DANNEMORA — As medical services expanded and improved over the last 70 years, Clinton Correctional Facility’s hospital changed with the times.
But increased demands of patient care, officers, health providers and inmates began to outgrow the hospital’s small, aging quarters.
So when the construction of a larger state-of-the-art health-care unit began in 2005, many saw the $22 million project as a much-needed improvement for the largest maximum-security prison in the state.
IMPROVEMENTS
“It’s a tremendous leap forward,” Superintendent Dale Artus said recently. “It meets the modern health-care needs of our inmates much better.”
After years of anticipation, the four-story complex opened last August and staff transitioned into the new 63,000-square-foot unit, which features more secure holding areas, a larger pharmacy, additional office space and an entire floor dedicated to the growing mental-health unit.
Artus credits the staff and their ideas with helping to get the new unit up and running smoothly.
For Elizabeth Blaise, a senior nurse specializing in preventive care and health education, the improvements have made her role as a chronic-care nurse much easier.
“It’s more modern and more up-to-date,” the 19-year nursing veteran said.
She noted the enhanced computerized data system that helps her track records and prescriptions.
“It’s so much better ... and I can do a lot of patient teaching now. I absolutely love it.”
Supervising pharmacist Paulette LeDuc also praised the unit, saying, “It’s much better for us. It’s more efficient overall, and there’s less distractions. And it’s more secure.”
NEW TECHNOLOGY
Beyond the heavy prison gates, there’s a new digital X-ray machine, spacious infirmary, high-tech dental and optometry units and a specialized telemedicine machine that’s connected to an outside medical center for emergency patient-care assistance.
“The physical layout is so much more efficient,” Artus said as he walked around the floors. “And it’s a beautiful complex.”

Information supplied =
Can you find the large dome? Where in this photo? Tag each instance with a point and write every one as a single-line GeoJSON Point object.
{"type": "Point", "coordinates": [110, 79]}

Task A = List every person the article on Clinton Correctional Facility's new health-care unit names and quotes.
Task B = Write out the stretch of the article on Clinton Correctional Facility's new health-care unit from "So when the" through "in the state.".
Task C = Continue the article on Clinton Correctional Facility's new health-care unit from its final sentence.

Written answer A =
Dale Artus
Elizabeth Blaise
Paulette LeDuc

Written answer B =
So when the construction of a larger state-of-the-art health-care unit began in 2005, many saw the $22 million project as a much-needed improvement for the largest maximum-security prison in the state.

Written answer C =
MORE NURSES
The health-care unit has physicians, nurse practitioners, dentists, dental assistants, pharmacists, a phlebotomist, X-ray technician, mental-health team and a full staff of nurses, who together treat about 8 percent of the inmate population each day.
Artus said the unit brought a slight increase in the nursing staff to help ensure the best patient care for the nearly 3,000 inmates being housed at the facility.
STATE’S NEWEST
Department of Correctional Services spokesperson Erik Kriss said the code-complaint unit was part of a statewide “health-care plan of action” that was initiated in the early 1990s to bring new or rehabilitated health units to every maximum-security and most medium-security facilities.
Outside the department’s five regional medical units, the new Clinton Correctional Health-Care Unit is the largest in the state and was the last to be constructed.
“To provide health care to that many inmates,” Kriss said, “it makes sense to have a modern facility ... It’s just a matter of keeping up and keeping modern so we can provide (the best care possible).”
Kriss said the former hospital, which is now being used for other purposes, still housed pieces of the operating rooms that date back to the old Dannemora State Hospital.
“As our chief medical officer says, you can’t practice good medicine in a museum.”